Stored records
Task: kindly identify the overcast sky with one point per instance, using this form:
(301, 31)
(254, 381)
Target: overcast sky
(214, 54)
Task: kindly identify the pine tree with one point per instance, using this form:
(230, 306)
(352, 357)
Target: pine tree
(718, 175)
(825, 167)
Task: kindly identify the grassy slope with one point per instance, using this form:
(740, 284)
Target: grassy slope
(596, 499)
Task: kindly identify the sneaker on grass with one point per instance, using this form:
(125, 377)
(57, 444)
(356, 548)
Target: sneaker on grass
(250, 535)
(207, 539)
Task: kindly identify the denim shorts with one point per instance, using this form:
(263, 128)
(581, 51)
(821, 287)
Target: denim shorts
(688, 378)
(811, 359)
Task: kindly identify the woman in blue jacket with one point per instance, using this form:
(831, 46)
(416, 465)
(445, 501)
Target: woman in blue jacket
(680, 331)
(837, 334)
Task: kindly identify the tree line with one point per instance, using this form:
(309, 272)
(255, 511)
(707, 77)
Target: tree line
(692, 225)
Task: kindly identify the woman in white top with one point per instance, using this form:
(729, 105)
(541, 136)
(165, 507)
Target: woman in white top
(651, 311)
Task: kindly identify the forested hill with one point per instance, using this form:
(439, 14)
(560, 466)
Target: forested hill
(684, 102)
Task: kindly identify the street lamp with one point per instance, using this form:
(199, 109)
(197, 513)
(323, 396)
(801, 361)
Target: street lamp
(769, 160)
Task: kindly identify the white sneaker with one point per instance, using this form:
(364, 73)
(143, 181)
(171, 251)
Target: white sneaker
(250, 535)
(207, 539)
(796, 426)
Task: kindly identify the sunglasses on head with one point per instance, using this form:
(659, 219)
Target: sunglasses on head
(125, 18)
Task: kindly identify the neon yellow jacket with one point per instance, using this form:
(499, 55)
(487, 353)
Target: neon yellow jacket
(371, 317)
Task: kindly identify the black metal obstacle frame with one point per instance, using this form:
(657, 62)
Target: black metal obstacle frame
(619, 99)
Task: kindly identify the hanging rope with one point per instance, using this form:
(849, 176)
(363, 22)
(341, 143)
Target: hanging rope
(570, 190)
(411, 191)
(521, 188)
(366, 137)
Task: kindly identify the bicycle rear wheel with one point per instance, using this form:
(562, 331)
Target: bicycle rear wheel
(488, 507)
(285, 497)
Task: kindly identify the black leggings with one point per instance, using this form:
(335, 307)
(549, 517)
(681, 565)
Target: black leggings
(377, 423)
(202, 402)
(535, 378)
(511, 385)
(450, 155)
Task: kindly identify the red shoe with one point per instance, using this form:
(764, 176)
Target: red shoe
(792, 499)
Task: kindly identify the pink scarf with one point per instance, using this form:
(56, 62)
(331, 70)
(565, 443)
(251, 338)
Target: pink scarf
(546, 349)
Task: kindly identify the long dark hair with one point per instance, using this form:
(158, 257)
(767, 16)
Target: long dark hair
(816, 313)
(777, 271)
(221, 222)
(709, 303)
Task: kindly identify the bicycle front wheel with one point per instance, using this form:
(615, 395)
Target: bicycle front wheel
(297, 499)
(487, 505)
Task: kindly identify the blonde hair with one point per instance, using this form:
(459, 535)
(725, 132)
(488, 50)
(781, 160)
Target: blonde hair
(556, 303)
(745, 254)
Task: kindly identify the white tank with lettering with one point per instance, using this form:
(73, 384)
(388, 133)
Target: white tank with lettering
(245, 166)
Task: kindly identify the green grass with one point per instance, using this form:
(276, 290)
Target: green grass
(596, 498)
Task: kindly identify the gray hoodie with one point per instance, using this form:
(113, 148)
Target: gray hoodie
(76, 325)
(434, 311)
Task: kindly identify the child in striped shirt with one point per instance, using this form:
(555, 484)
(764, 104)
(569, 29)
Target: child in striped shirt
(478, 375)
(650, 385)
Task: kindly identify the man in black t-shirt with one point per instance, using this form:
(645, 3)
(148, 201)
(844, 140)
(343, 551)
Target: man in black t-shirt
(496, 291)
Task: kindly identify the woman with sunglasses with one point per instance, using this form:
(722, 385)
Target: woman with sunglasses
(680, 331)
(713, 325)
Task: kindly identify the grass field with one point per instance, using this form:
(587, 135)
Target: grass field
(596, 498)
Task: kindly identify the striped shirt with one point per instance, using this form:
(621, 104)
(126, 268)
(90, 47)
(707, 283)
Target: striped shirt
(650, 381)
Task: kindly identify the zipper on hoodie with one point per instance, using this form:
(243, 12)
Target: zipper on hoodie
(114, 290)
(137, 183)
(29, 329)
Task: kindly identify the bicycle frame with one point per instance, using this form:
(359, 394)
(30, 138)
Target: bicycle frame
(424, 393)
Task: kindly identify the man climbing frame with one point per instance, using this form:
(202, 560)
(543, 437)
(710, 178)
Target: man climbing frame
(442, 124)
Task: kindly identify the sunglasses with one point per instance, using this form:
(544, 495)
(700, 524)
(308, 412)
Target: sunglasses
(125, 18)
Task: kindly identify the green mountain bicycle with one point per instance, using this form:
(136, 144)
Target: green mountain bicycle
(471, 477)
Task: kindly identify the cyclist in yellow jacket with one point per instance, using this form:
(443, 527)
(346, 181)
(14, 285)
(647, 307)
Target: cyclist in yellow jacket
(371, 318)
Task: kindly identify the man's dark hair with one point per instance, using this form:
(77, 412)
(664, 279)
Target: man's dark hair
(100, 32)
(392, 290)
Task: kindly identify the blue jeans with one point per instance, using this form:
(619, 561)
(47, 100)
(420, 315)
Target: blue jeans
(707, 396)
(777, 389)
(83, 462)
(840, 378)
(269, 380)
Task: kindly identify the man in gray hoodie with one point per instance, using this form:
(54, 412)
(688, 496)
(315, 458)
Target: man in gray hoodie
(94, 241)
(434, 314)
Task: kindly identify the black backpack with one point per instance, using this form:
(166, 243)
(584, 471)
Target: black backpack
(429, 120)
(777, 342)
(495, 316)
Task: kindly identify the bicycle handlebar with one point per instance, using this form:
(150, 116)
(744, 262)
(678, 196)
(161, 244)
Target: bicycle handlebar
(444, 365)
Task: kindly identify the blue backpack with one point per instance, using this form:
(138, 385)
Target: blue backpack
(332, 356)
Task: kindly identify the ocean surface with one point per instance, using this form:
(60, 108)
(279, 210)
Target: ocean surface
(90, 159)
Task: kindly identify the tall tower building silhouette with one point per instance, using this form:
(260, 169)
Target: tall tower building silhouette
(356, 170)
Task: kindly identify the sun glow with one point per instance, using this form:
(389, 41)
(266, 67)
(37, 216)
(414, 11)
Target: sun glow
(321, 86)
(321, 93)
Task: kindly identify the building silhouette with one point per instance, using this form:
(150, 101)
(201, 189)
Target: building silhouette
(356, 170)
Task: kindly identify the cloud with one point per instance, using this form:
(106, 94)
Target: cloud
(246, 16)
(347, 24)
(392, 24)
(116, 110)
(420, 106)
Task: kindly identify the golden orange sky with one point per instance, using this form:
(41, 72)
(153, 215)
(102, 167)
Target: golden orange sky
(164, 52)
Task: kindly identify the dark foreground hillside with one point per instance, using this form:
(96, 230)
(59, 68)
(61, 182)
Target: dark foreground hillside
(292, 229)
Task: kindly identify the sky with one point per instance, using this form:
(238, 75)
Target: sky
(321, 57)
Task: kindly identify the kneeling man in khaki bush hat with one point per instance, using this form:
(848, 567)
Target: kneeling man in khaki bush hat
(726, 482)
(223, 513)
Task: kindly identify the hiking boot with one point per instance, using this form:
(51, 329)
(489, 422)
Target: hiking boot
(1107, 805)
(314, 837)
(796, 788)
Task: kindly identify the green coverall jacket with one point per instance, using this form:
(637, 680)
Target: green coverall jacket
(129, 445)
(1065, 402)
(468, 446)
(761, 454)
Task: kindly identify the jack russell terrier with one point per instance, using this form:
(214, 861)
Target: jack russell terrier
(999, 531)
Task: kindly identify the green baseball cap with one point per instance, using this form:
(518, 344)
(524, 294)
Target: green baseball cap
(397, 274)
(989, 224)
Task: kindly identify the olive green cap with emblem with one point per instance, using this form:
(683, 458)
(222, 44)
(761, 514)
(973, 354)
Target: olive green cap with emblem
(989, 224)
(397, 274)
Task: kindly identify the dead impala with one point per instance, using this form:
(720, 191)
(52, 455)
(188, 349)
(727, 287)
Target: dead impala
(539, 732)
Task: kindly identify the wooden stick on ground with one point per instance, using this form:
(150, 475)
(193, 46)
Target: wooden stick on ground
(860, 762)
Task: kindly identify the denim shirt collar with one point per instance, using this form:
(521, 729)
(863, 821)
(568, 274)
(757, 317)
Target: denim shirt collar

> _Work to do_: Copy exactly the line containing "Task: kindly identify the green baseball" and every line after it, ending with the last line of the records above.

> _Reply_:
Task: kindly identify the green baseball cap with one point per instance, using this form:
(518, 344)
(524, 294)
Target: green baseball cap
(397, 274)
(989, 224)
Task: kindly identify the olive green cap with emblem with one point per instance, using this form:
(683, 458)
(222, 44)
(761, 514)
(973, 354)
Target: olive green cap with emblem
(989, 224)
(397, 274)
Task: kindly identify the dead impala with one point per instance, using this form:
(720, 191)
(52, 455)
(188, 349)
(727, 287)
Target: dead impala
(539, 732)
Task: kindly identify the wooden stick on ground with one point per instance, using this form:
(150, 475)
(193, 46)
Target: wooden stick on ground
(860, 762)
Task: kindly identify the denim shirt collar with one point per instance, using this form:
(521, 729)
(863, 821)
(568, 274)
(757, 317)
Target: denim shirt collar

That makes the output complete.